• What this task involves:
Beginning with the line where "of the smiling" appears, restate the lines word for word through the last one in the listing.

• Records from a point labeling set:
========
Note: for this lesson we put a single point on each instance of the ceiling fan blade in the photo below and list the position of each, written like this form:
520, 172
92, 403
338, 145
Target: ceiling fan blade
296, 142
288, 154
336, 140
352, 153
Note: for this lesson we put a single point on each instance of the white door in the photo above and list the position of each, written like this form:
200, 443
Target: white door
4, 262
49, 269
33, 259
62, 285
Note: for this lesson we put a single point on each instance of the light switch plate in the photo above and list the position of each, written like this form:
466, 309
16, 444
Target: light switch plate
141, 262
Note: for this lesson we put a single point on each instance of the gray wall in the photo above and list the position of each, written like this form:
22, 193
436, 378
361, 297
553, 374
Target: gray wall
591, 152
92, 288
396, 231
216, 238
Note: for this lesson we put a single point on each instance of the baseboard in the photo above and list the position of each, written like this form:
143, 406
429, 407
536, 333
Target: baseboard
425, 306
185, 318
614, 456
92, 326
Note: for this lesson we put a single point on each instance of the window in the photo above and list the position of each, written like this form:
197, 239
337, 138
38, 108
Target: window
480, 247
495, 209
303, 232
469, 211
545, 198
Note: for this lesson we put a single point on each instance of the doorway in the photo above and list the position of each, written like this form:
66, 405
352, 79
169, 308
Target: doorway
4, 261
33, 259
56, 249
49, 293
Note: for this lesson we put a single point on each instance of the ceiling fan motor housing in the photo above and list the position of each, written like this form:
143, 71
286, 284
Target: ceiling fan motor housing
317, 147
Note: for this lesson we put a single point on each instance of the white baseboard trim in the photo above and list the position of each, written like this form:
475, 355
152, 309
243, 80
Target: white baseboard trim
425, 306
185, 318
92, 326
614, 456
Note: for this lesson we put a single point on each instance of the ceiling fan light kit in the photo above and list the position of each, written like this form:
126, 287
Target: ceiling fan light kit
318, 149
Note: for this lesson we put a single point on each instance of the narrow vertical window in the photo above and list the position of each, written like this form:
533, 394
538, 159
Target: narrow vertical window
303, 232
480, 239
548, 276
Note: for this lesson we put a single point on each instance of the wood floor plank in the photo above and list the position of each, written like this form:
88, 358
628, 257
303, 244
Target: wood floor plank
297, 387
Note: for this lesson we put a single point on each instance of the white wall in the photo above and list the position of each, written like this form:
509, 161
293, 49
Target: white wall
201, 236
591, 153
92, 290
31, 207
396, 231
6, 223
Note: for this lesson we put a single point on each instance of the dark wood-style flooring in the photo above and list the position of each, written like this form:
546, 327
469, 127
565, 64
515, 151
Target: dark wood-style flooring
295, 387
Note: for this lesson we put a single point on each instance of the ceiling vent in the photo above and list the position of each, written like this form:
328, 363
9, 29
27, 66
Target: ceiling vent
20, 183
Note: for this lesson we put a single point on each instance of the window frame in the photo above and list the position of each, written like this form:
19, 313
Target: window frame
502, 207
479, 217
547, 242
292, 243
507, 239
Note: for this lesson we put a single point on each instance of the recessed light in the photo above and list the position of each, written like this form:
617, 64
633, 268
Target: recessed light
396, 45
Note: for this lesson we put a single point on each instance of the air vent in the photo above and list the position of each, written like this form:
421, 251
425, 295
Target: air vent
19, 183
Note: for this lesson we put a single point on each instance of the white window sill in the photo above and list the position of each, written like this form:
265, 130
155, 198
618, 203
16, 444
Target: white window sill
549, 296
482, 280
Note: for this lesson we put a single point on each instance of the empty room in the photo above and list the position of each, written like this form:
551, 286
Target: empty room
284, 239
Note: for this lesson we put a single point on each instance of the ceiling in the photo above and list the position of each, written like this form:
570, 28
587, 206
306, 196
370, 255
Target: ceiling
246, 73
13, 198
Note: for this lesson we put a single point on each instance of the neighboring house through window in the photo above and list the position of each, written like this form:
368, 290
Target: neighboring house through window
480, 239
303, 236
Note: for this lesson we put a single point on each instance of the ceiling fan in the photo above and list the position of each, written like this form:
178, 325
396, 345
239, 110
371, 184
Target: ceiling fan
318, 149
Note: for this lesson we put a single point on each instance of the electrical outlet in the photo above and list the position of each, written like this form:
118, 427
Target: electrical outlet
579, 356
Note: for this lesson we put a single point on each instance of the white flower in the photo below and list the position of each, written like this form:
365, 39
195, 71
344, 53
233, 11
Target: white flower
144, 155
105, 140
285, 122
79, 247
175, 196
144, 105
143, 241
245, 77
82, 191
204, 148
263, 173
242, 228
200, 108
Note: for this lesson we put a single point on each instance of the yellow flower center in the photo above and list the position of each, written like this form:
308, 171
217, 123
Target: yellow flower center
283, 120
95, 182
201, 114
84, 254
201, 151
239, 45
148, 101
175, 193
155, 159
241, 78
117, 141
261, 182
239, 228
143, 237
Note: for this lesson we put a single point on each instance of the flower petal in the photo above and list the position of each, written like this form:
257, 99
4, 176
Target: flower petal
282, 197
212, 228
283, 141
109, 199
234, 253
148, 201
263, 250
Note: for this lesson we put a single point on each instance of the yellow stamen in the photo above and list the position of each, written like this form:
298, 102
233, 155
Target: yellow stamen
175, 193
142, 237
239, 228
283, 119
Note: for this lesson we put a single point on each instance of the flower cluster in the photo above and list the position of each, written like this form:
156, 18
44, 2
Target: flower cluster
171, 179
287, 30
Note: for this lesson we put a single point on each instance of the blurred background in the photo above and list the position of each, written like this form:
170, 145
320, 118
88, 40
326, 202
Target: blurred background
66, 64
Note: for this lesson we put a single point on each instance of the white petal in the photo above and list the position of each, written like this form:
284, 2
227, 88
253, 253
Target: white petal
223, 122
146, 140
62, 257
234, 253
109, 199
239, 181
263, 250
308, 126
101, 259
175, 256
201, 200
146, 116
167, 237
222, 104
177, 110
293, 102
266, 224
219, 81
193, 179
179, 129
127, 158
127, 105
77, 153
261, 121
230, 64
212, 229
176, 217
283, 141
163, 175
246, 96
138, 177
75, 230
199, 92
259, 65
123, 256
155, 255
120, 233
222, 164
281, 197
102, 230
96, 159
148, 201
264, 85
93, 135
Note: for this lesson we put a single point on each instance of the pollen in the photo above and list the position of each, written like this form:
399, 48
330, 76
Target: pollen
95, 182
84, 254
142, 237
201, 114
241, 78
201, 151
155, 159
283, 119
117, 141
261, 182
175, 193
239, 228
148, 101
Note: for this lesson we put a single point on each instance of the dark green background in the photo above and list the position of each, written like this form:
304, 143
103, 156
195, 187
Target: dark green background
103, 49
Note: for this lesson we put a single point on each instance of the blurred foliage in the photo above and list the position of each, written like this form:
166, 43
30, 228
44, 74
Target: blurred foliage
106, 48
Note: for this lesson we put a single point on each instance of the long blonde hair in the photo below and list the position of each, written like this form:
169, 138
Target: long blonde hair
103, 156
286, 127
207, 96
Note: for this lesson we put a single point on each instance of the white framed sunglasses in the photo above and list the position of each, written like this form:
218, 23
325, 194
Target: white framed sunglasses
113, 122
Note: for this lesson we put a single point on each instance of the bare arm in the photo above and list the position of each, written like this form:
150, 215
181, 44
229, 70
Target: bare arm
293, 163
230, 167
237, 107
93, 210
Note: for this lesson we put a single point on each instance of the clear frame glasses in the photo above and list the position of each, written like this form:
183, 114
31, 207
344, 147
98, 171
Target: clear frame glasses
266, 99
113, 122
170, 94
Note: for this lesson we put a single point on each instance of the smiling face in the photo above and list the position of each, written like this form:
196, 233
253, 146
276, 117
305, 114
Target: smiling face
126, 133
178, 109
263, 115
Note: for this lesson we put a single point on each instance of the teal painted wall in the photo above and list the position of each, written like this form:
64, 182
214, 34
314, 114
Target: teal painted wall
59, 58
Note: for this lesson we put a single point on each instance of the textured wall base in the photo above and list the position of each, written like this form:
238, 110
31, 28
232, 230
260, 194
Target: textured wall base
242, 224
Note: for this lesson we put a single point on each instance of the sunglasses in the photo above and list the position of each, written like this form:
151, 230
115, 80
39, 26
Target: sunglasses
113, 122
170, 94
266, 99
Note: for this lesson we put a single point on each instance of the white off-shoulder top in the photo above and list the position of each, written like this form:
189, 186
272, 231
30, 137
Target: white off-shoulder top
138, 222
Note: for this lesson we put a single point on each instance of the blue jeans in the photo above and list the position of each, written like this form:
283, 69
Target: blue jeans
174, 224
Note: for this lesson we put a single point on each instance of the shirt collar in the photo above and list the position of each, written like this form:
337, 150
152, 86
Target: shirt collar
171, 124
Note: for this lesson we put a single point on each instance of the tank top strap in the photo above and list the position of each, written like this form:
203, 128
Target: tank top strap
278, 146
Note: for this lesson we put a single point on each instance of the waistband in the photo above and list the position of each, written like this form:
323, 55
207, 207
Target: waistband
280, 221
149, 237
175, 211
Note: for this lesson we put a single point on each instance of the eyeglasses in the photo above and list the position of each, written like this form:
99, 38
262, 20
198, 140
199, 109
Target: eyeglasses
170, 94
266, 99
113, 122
========
• The response:
Note: for this lesson we put a single point on each instance of the smiling face in the photo above and list the position of each, written like this form:
196, 233
253, 146
276, 117
305, 114
Target: smiling face
126, 133
178, 109
263, 115
Note: for this lesson we put a single point on each instance of the teal painted wall in the photo above and list the position of each, written like this form:
64, 182
214, 34
314, 114
Target: teal painted wall
59, 58
Note: for this lesson we put a single point on each instance of the textured wall base in the photo above and list the position of each, written like this form:
238, 110
31, 28
232, 230
260, 194
Target: textured wall base
242, 224
Note: for this lesson we put a single point on each instance of the sunglasses in the photo above and list the position of each, written like this form:
151, 230
115, 80
39, 26
Target: sunglasses
113, 122
170, 94
266, 99
Note: for this lesson we put a single point on each instance of the white off-shoulder top in the photo above and list the position of each, written like this form:
189, 186
272, 231
30, 137
Target: white off-shoulder top
138, 222
Note: for this lesson we put a single point on each instance of the blue jeans in the photo above and list the position of each, written like this form:
283, 69
Target: blue jeans
174, 224
Note: for this lesson we put a single point on each instance of the shirt collar in the photo above and list the position of each, written like this form:
337, 150
152, 86
Target: shirt collar
171, 124
Note: for this lesson we put a single point on each instance of the tank top strap in the photo above and list the position of each, written like this form:
203, 128
Target: tank top strap
278, 146
Note: for this lesson we put a single point on each instance of the waistband in the photo above and list the position of each, written like this form:
323, 55
207, 207
Target: waistband
280, 221
149, 237
175, 211
Note: for this lesson we put a single point on each instance of the eyeglasses in the photo above and list the position of each, written like this form:
99, 38
262, 20
198, 140
199, 109
Target: eyeglasses
170, 94
266, 99
113, 122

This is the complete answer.